EXERCISE OBJECTIVE =>
Copy out the part of the listing that opens with the line containing "riverbank -> outlines;" and closes at the end of the listing. Leave the pictures out of your answer.

* start *

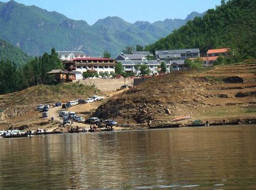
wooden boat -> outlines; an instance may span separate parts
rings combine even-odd
[[[88,132],[100,132],[100,131],[101,131],[101,130],[99,129],[89,129],[88,130]]]
[[[181,124],[166,124],[158,125],[156,126],[150,126],[149,127],[149,129],[164,129],[164,128],[178,128],[181,125]]]
[[[188,120],[191,118],[190,115],[186,115],[186,116],[182,116],[181,117],[178,117],[173,118],[171,122],[179,122],[180,121],[182,120]]]
[[[69,130],[69,131],[68,131],[68,132],[69,133],[85,133],[86,132],[88,132],[88,131],[87,130],[82,130],[82,131],[76,131],[76,130],[74,130],[74,131],[72,131],[72,130]]]
[[[102,129],[100,128],[102,131],[113,131],[114,130],[113,128],[112,129]]]
[[[3,138],[22,138],[22,137],[27,137],[27,136],[28,136],[27,133],[11,134],[10,135],[4,135],[2,136]]]

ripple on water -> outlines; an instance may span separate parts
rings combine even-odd
[[[0,189],[253,188],[255,136],[251,126],[1,139]]]

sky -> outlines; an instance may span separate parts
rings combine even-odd
[[[166,18],[186,18],[192,11],[202,13],[220,5],[221,0],[15,0],[55,11],[69,18],[83,20],[89,25],[107,16],[119,16],[134,23],[151,23]],[[7,2],[9,0],[0,0]]]

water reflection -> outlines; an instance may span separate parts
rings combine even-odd
[[[1,139],[0,188],[252,188],[255,135],[251,126]]]

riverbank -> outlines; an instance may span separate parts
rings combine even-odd
[[[174,125],[173,120],[186,115],[191,118],[179,121],[182,126],[203,124],[207,121],[210,124],[221,123],[223,120],[227,123],[239,120],[246,124],[256,118],[255,72],[256,63],[218,66],[189,74],[172,72],[148,79],[131,89],[112,94],[103,101],[78,105],[67,110],[75,111],[85,118],[93,116],[114,119],[121,126],[116,130],[146,129],[149,126]],[[232,78],[233,81],[227,80]],[[25,95],[32,93],[33,90],[31,92],[28,89],[26,93],[22,91],[12,95],[14,98],[9,101],[12,103],[10,105],[20,105],[20,100],[25,100]],[[22,99],[18,93],[23,94]],[[68,94],[68,92],[66,94]],[[10,95],[1,97],[12,97]],[[41,96],[40,100],[43,100],[46,95],[38,92],[36,96]],[[69,98],[72,97],[74,98]],[[64,99],[63,96],[62,99]],[[19,100],[16,103],[15,99]],[[54,122],[51,123],[49,119],[41,118],[42,113],[29,111],[28,108],[32,107],[28,105],[29,100],[26,102],[28,105],[23,107],[26,108],[26,112],[2,122],[0,129],[40,128],[67,131],[76,126],[81,128],[89,127],[82,123],[63,126],[61,118],[57,116],[62,109],[58,107],[51,108],[48,111],[49,117],[54,117]]]

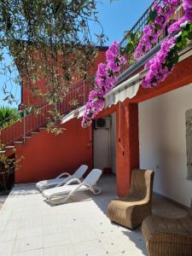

* end *

ANSWER FOR THE TASK =>
riverbank -> outlines; an instance may span separate parts
rings combine even-odd
[[[174,125],[173,120],[186,115],[191,118],[179,121],[182,126],[203,124],[207,121],[210,124],[221,123],[223,120],[227,123],[239,120],[246,124],[256,118],[255,72],[256,63],[218,66],[189,74],[172,72],[148,79],[131,89],[112,94],[103,101],[78,105],[67,110],[75,111],[85,118],[93,116],[114,119],[121,126],[116,130],[146,129],[149,126]],[[232,78],[233,81],[227,80]],[[25,95],[32,93],[33,90],[31,92],[28,89],[26,93],[22,91],[12,95],[14,98],[9,101],[12,103],[10,105],[20,105],[20,100],[25,100]],[[22,99],[18,93],[23,94]],[[68,94],[68,92],[66,94]],[[10,95],[1,97],[12,97]],[[41,96],[40,100],[43,100],[46,95],[38,92],[36,96]],[[69,98],[72,97],[74,98]],[[64,99],[63,96],[62,99]],[[19,100],[16,103],[15,99]],[[54,122],[51,123],[49,119],[41,118],[42,113],[29,111],[28,108],[32,107],[28,105],[29,100],[26,102],[28,105],[23,107],[26,108],[26,112],[2,122],[0,129],[40,128],[67,131],[76,126],[81,128],[89,127],[82,123],[63,126],[61,118],[57,116],[62,109],[58,107],[51,108],[48,111],[49,117],[54,117]]]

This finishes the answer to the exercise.